(What to do):
A – In the ugly baseball cards post below, why does the Willie McGee card include a close-up of his face? Answer in one to three sentences.
B – Pick up the ugly baseball cards post below from where it stops and write what comes next.
┌─ Text provided
Showing posts with label Ugly. Show all posts
Showing posts with label Ugly. Show all posts


Don Mossi, 1966 Topps

Name: Don Mossi
Team: Kansas City Athletics
Position: Pitcher
Value of card: A bucket full of dead squirrels
Key 1965 stat: 276 women wooed
Let's see what Don Mossi stands for:

Desirable men like this don't come around often
Ostentatious display of sexuality? Check
Never underestimate the animalistic allure of Mr. Mossi

Masculinity is off the charts
Opposite-sex attraction was only half the story
Seductive gazes enchanted the ladies
Stunning combination of attractive features
Inviting? Absolutely; why don't you just head to his bedroom now?


Willie McGee, 1989 Topps Big

Name: Gah! We mean, Willie McGee
Team: St. Louis Cardinals
Position: Outfield
Value of card: 40 shudders
Key 1988 stat: Even he seemed appalled by himself
Come on, Topps: Look, we understand the point of the Topps Big set was to get both an action shot and an up-close mug of the same player on one card. But maybe you could have just gone with two action shots of Willie? We mean, good lord, nobody needs to see that homely face smiling (is he smiling?) right back at them. Imagine the poor kids who saw this card! Nightmares for weeks, and probably a bout of bed-wetting, too (that was our excuse, at least). It's bad enough that these cards won't fit in our standard-issue card pages, you don't need to torment us with a full-on view of the Chinless Wonder as well. Now, if you'll excuse us, we need to go wash our sheets.



Jim Moore, 1985 TCMA

Name: Jim Moore
Team: Fort Myers Royals
Position: Traveling secretary (not just some fat guy who was at the ballpark, OK?)
Value of card: An old boarding pass from two years ago
Key 1984 stat: Jokingly mispronounced Fort Myers as "Fart Myers" 71 times
A career journeyman: Jim Moore bounced around the minors for years, never quite able to get over the hump and earn a call-up to the show. His was an up-and-down career coming into 1984. It seemed like every time he would score a huge discount on a four-star hotel, he'd follow it up by sitting along the roadside after the team bus broke down, unable to secure a replacement for hours on end. But Moore's big breakthrough finally came that same year with the Fort Myers Royals. Using his rugged good looks and sharp sense of style, Moore sweet-talked his way into the heart of one of Tampa's richest female executives, persuading her to sell her Learjet to the team for just pennies on the dollar. The decision-makers in Kansas City took notice, and Jim Moore was soon on his way to the bigs, saying goodbye to the minors forever and leaving yet another woman brokenhearted.
└─
┌─ Record excerpts
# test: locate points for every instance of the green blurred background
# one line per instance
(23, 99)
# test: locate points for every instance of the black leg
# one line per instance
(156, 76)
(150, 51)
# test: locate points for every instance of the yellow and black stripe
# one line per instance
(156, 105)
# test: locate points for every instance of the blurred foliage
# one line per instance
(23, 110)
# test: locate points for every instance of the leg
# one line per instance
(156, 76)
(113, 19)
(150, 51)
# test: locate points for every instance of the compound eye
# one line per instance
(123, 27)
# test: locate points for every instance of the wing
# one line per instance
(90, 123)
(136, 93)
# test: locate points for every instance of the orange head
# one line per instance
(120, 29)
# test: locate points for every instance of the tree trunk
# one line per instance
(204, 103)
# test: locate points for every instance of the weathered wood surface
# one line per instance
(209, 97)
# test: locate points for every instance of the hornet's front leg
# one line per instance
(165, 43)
└─
(Responses to the tasks):
A – The card comes from the Topps Big set, and that set was meant to put both an action shot and an up-close mug of the same player on one card.

B –
Card submitted by Douglas Corti


Mike Loynd, 1987 Topps

Name: Mike Loynd
Team: Texas Rangers
Position: Pitcher
Value of card: An expired Hamburger Helper coupon
Key 1986-87 stat: Zero attractive photos taken
Here's what Mike Loynd and this winner of a card stand for:

Major league pitcher     no, really!
Impossible for this photo to be any worse
Kelp-colored photo backdrop was a nice touch
Eyebrows offered more heat than his fastball

Looks like someone could use a lesson in skin care
Only source of light in the room appears to be reflecting off his greasy forehead
Yes, that's his smile...
No, he's not just grinding grain with his teeth
Didn't get a chance to see Mike pitch in the bigs? You must have been busy that month.

Card submitted by Sean Griffin



Alan Trammell, 1988 Donruss Diamond Kings (Apologies for Another Diamond Kings Week No. 5)

Name: Alan Trammell
Team: Detroit Tigers
Position: Shortstop
Value of card: Three paper stripes
Key 1987 stat: Turned a lot of double plays, drank a lot of double bourbons
Alan Trammell, by the numbers:
8: Solid-colored stripes in the background of this oh-so-imaginative card
28: Inches of face in the foreground of this oh-so-nightmarish card
0: Legible markings, either numbers or letters, on the back of li'l Alan's jersey
3: Inches of hair covering Trammell's gigantic left ear
3.5: Inches of dimple in the first of Trammell's chins
10: Degrees that Trammell's nose lists to one side
1: Person who thought this qualified as art (that's right, Perez, we're still mad, no matter what we said earlier!)


Kerwin Bell, 1991 Pro Set World League (Football Friday No. 181)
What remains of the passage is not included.